__Given data__
================================
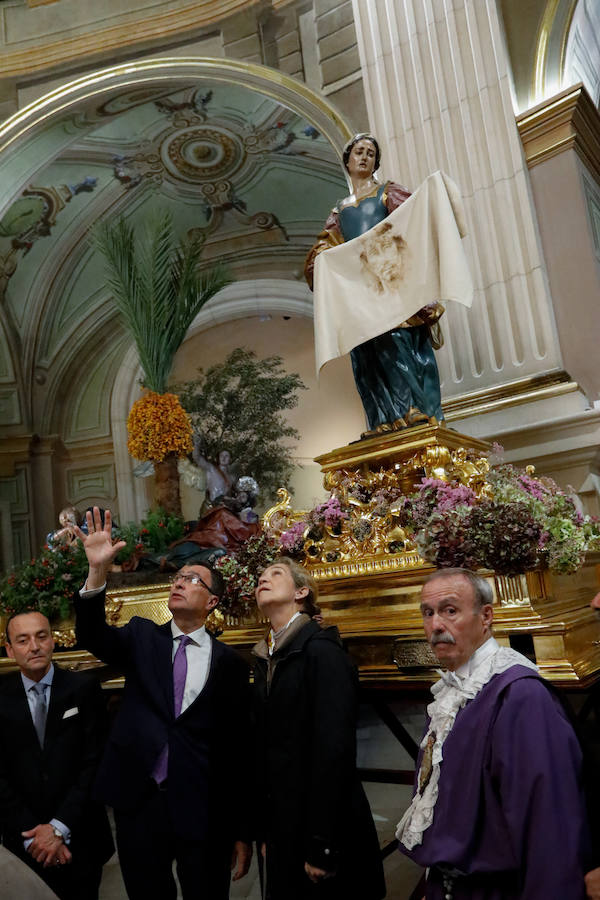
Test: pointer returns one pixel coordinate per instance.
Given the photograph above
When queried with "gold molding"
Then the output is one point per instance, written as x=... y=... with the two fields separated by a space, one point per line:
x=564 y=39
x=538 y=83
x=262 y=79
x=159 y=27
x=514 y=393
x=567 y=121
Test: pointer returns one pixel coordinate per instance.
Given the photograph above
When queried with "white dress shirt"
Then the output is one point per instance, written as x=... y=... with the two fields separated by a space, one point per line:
x=198 y=653
x=28 y=683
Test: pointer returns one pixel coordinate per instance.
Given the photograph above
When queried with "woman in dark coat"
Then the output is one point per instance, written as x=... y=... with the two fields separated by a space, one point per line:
x=315 y=823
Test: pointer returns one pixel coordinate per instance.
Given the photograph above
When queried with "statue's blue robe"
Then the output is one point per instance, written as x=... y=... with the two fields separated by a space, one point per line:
x=510 y=812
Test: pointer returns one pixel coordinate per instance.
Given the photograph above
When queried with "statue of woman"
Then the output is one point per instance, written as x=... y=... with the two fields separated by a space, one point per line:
x=395 y=373
x=68 y=518
x=219 y=478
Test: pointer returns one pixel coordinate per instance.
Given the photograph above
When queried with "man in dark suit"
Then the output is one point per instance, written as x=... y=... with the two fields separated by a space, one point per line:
x=51 y=737
x=176 y=763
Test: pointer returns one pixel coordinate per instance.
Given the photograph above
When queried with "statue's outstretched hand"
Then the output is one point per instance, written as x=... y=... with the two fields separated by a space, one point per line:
x=98 y=546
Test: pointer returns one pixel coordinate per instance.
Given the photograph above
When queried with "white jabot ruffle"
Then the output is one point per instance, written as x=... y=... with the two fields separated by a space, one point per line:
x=450 y=694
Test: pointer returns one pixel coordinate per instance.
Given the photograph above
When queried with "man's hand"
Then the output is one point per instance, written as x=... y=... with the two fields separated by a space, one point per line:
x=242 y=855
x=315 y=874
x=98 y=547
x=592 y=884
x=46 y=848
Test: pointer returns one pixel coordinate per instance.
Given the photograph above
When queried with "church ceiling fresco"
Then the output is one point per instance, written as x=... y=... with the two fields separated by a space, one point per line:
x=253 y=178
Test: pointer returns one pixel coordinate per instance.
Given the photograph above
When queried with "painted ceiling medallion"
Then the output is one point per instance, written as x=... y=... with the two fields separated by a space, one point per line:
x=200 y=154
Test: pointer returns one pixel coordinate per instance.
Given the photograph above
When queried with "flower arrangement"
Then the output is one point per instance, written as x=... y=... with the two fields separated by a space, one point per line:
x=46 y=583
x=509 y=522
x=331 y=514
x=241 y=572
x=157 y=531
x=518 y=522
x=158 y=426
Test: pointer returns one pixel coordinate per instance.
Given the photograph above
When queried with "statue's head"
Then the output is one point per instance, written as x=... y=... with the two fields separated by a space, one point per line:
x=224 y=458
x=362 y=136
x=70 y=515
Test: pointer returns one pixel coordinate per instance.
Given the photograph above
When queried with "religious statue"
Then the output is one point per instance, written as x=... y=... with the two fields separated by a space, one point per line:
x=396 y=372
x=68 y=518
x=219 y=478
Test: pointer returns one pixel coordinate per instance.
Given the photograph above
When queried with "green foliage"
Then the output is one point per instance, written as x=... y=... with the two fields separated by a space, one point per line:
x=237 y=406
x=158 y=289
x=46 y=583
x=153 y=534
x=241 y=572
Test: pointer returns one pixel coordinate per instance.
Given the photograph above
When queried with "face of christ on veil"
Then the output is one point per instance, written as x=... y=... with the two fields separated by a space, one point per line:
x=383 y=257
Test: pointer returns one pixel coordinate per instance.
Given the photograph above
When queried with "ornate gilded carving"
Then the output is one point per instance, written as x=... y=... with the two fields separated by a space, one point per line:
x=370 y=496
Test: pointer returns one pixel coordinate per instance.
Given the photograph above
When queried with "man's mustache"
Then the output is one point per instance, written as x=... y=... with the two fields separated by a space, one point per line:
x=444 y=638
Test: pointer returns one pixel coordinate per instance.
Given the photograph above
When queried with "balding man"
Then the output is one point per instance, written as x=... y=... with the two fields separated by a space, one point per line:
x=51 y=739
x=498 y=811
x=171 y=770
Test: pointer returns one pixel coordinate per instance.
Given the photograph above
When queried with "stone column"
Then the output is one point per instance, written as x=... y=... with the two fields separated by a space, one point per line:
x=438 y=91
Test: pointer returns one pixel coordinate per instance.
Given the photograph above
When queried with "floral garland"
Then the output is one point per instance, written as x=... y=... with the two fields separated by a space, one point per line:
x=158 y=426
x=516 y=523
x=241 y=571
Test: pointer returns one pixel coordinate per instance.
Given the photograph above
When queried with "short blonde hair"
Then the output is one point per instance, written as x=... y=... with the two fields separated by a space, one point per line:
x=301 y=578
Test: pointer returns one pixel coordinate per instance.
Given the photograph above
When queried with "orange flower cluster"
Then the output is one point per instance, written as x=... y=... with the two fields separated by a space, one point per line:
x=158 y=425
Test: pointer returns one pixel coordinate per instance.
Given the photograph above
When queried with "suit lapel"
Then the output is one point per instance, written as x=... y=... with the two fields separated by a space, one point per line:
x=18 y=706
x=216 y=656
x=57 y=706
x=163 y=664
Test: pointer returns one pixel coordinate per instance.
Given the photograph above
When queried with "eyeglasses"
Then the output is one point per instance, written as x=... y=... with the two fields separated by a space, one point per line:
x=189 y=578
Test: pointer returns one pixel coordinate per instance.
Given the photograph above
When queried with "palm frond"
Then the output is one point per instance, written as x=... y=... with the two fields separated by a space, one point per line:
x=158 y=288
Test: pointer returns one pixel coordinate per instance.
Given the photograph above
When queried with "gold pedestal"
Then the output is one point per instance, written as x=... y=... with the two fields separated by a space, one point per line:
x=371 y=589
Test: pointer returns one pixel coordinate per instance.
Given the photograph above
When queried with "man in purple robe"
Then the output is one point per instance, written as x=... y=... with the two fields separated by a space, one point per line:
x=498 y=811
x=592 y=878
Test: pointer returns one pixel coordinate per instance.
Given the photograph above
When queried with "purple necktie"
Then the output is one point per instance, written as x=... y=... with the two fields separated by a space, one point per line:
x=160 y=770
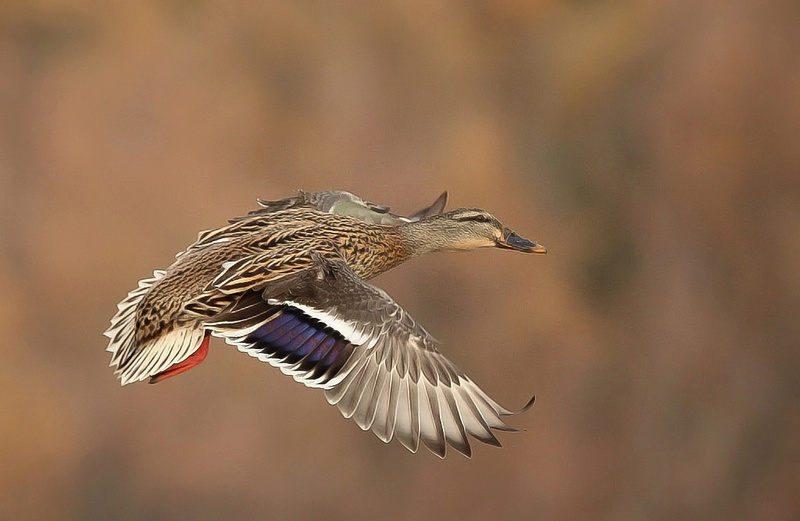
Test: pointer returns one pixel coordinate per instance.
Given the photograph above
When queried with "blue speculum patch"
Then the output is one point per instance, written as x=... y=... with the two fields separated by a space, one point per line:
x=293 y=337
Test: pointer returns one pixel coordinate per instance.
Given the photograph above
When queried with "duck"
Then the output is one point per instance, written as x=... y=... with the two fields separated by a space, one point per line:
x=288 y=284
x=346 y=203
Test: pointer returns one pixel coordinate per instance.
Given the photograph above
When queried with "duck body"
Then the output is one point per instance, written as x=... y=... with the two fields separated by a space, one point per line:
x=288 y=285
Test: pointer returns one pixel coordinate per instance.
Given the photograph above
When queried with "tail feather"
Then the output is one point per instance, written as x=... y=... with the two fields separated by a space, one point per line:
x=133 y=362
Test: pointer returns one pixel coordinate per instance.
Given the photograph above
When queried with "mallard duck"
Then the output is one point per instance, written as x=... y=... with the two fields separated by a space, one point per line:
x=287 y=284
x=345 y=203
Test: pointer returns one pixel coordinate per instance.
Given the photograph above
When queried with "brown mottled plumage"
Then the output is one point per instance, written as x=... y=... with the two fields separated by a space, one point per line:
x=287 y=284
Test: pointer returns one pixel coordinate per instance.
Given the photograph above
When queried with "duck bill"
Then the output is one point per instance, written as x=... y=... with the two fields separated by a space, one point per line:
x=512 y=241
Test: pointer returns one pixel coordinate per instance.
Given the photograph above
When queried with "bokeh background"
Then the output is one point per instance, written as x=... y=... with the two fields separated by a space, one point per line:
x=652 y=146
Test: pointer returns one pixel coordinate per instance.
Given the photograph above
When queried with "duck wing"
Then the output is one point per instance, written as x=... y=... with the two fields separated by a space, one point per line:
x=328 y=328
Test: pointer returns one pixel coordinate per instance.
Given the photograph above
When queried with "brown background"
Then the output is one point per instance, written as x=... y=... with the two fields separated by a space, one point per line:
x=652 y=146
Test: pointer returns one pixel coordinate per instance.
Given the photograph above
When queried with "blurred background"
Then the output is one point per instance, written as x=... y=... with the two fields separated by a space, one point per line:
x=651 y=146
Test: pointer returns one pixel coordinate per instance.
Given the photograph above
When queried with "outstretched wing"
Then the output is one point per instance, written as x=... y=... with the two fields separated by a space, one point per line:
x=330 y=329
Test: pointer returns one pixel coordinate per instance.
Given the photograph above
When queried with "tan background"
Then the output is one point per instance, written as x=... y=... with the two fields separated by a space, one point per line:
x=652 y=146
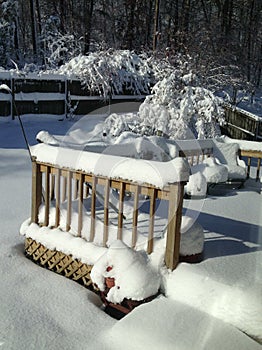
================================
Convert the lines, from the first one through the line containing "x=176 y=763", into a JSON list of strings with one string per line and blank lines dropped. Leave the pictures out.

__Written response__
[
  "Test: pointer returns one pixel coordinate per instance.",
  "Given the photograph above",
  "When queried with \"gold molding\"",
  "Then the output is one point per instance, written as x=... y=... with the two fields separated by a space, one point per line:",
  "x=564 y=39",
  "x=538 y=83",
  "x=262 y=79",
  "x=159 y=27",
  "x=514 y=393",
  "x=567 y=121",
  "Test: pointer returns one pixel coordinate per instance.",
  "Given the photograph above",
  "When queried with \"white dress shirt\"",
  "Then the output is one point per instance, written as x=... y=... with the two fields separated by a space, one point per line:",
  "x=198 y=653",
  "x=28 y=683",
  "Test: pointer returns one pixel coordinate per instance.",
  "Given the photograph above",
  "When queried with \"woman in dark coat\"",
  "Then the output is one point per instance, written as x=... y=... with the two fields separated by a space, one point per line:",
  "x=315 y=823",
  "Test: pointer returns one pixel coordinate per instance.",
  "Given the photograph above",
  "When queried with \"statue's blue robe\"",
  "Then the output is one point per instance, written as x=... y=... with the two fields separated by a space, one point per line:",
  "x=510 y=812",
  "Test: pointer returns one pixel coordinate per instance.",
  "Given the photograph above",
  "When queried with \"statue of woman\"",
  "Then the output is one point per instance, written as x=... y=... with the two fields separated by a space, one point per line:",
  "x=395 y=373",
  "x=68 y=518",
  "x=219 y=478",
  "Test: pointer returns one pixel coordinate per instance.",
  "Given the photograph above",
  "When queried with \"man in dark suit\"",
  "Then the output is one point per instance, written as x=... y=... with the two fields separated by a space, one point per line:",
  "x=51 y=737",
  "x=176 y=763"
]